* Start EXTRACTED TEXT *
The procedures used by extend-if-consistent to manipulate bindings are defined in section 4.4.4.8.

Patterns with dotted tails

If a pattern contains a dot followed by a pattern variable, the pattern variable matches the rest of the data list (rather than the next element of the data list), just as one would expect with the dotted-tail notation described in exercise 2.20. Although the pattern matcher we have just implemented doesn't look for dots, it does behave as we want. This is because the Lisp read primitive, which is used by query-driver-loop to read the query and represent it as a list structure, treats dots in a special way.

When read sees a dot, instead of making the next item be the next element of a list (the car of a cons whose cdr will be the rest of the list) it makes the next item be the cdr of the list structure. For example, the list structure produced by read for the pattern (computer ?type) could be constructed by evaluating the expression (cons 'computer (cons '?type '())), and that for (computer . ?type) could be constructed by evaluating the expression (cons 'computer '?type).

Thus, as pattern-match recursively compares cars and cdrs of a data list and a pattern that had a dot, it eventually matches the variable after the dot (which is a cdr of the pattern) against a sublist of the data list, binding the variable to that list. For example, matching the pattern (computer . ?type) against (computer programmer trainee) will match ?type against the list (programmer trainee).

Rules and Unification

Apply-rules is the rule analog of find-assertions (section 4.4.4.3). It takes as input a pattern and a frame, and it forms a stream of extension frames by applying rules from the data base. Stream-flatmap maps apply-a-rule down the stream of possibly applicable rules (selected by fetch-rules, section 4.4.4.5) and combines the resulting streams of frames.

(define (apply-rules pattern frame) (stream-flatmap (lambda (rule) (apply-a-rule rule pattern frame)) (fetch-rules pattern frame)))

Apply-a-rule applies rules using the method outlined in section 4.4.2. It first augments its argument frame by unifying the rule conclusion with the pattern in the given frame. If this succeeds, it evaluates the rule body in this new frame.
* End EXTRACTED TEXT *
* Start DATA *
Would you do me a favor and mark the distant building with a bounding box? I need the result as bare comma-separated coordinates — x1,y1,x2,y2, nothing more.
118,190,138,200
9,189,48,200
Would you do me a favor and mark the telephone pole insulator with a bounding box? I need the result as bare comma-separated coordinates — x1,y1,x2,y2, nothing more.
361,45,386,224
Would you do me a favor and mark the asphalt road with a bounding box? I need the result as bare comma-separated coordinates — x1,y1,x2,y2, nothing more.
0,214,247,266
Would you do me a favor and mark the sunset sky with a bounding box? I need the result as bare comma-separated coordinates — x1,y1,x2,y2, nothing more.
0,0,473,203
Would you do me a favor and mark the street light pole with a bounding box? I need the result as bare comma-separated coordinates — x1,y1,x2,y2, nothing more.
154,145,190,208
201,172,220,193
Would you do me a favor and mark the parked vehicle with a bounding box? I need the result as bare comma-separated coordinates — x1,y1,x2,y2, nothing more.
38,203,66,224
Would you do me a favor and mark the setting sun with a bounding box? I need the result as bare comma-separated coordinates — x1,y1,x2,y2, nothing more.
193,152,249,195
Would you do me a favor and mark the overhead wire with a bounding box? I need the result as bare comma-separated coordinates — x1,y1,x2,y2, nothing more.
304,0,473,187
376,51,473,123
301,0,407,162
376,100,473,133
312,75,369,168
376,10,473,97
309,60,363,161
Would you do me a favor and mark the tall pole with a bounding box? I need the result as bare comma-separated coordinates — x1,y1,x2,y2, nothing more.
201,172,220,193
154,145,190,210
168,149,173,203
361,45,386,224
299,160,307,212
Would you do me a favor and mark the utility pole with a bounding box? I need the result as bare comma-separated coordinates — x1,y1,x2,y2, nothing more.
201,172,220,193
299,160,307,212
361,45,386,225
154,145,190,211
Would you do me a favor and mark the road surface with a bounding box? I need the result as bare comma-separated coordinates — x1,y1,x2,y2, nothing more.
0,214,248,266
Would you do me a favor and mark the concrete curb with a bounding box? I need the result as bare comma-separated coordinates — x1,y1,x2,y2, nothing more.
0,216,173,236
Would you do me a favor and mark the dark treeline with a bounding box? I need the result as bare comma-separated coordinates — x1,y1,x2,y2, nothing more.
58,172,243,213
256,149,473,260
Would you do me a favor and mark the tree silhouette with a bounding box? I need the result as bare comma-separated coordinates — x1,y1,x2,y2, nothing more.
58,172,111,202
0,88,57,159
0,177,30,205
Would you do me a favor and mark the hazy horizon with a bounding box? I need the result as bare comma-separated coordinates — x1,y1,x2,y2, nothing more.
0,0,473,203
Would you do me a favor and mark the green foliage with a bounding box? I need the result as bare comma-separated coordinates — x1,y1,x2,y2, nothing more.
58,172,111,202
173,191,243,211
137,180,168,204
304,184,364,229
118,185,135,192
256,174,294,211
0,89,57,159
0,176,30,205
* End DATA *
**WHAT YOU NEED TO DO:**
1. Retype the pattern-matcher text from "Thus, as pattern-match" up to and including "streams of frames.".
2. In the pattern-matcher text, why does the pattern matcher handle dotted tails correctly even though it never looks for dots? Answer in one to three sentences.
3. Carry on the pattern-matcher text from its last sentence.

**RESPONSE LIST:**
1.
Thus, as pattern-match recursively compares cars and cdrs of a data list and a pattern that had a dot, it eventually matches the variable after the dot (which is a cdr of the pattern) against a sublist of the data list, binding the variable to that list. For example, matching the pattern (computer . ?type) against (computer programmer trainee) will match ?type against the list (programmer trainee).

Rules and Unification

Apply-rules is the rule analog of find-assertions (section 4.4.4.3). It takes as input a pattern and a frame, and it forms a stream of extension frames by applying rules from the data base. Stream-flatmap maps apply-a-rule down the stream of possibly applicable rules (selected by fetch-rules, section 4.4.4.5) and combines the resulting streams of frames.

2. The Lisp read primitive, which query-driver-loop uses to read the query into list structure, treats dots specially: it makes the item after a dot the cdr of the list structure instead of the next element. So when pattern-match compares cars and cdrs, the variable after the dot gets matched against the rest of the data list and is bound to that sublist.

3.
Before any of this happens, however, the program renames all the variables in the rule with unique new names. The reason for this is to prevent the variables for different rule applications from becoming confused with each other. For instance, if two rules both use a variable named ?x, then each one may add a binding for ?x to the frame when it is applied. These two ?x's have nothing to do with each other, and we should not be fooled into thinking that the two bindings must be consistent. Rather than rename variables, we could devise a more clever environment structure; however, the renaming approach we have chosen here is the most straightforward, even if not the most efficient. (See exercise 4.79.) Here is the apply-a-rule procedure:

(define (apply-a-rule rule query-pattern query-frame) (let ((clean-rule (rename-variables-in rule))) (let ((unify-result (unify-match query-pattern (conclusion clean-rule) query-frame))) (if (eq? unify-result 'failed) the-empty-stream (qeval (rule-body clean-rule) (singleton-stream unify-result))))))

The selectors rule-body and conclusion that extract parts of a rule are defined in section 4.4.4.7.

We generate unique variable names by associating a unique identifier (such as a number) with each rule application and combining this identifier with the original variable names. For example, if the rule-application identifier is 7, we might change each ?x in the rule to ?x-7 and each ?y in the rule to ?y-7. (Make-new-variable and new-rule-application-id are included with the syntax procedures in section 4.4.4.7.)

(define (rename-variables-in rule) (let ((rule-application-id (new-rule-application-id))) (define (tree-walk exp) (cond ((var? exp) (make-new-variable exp rule-application-id)) ((pair? exp) (cons (tree-walk (car exp)) (tree-walk (cdr exp)))) (else exp))) (tree-walk rule)))

The unification algorithm is implemented as a procedure that takes as inputs two patterns and a frame and returns either the extended frame or the symbol failed. The unifier is like the pattern matcher except that it is symmetrical -- variables are allowed on both sides of the match. Unify-match is basically the same as pattern-match, except that there is extra code (marked "***" below) to handle the case where the object on the right side of the match is a variable.

(define (unify-match p1 p2 frame) (cond ((eq? frame 'failed) 'failed) ((equal? p1 p2) frame) ((var? p1) (extend-if-possible p1 p2 frame)) ((var? p2) (extend-if-possible p2 p1 frame)) ; *** ((and (pair? p1) (pair? p2)) (unify-match (cdr p1) (cdr p2) (unify-match (car p1) (car p2) frame))) (else 'failed)))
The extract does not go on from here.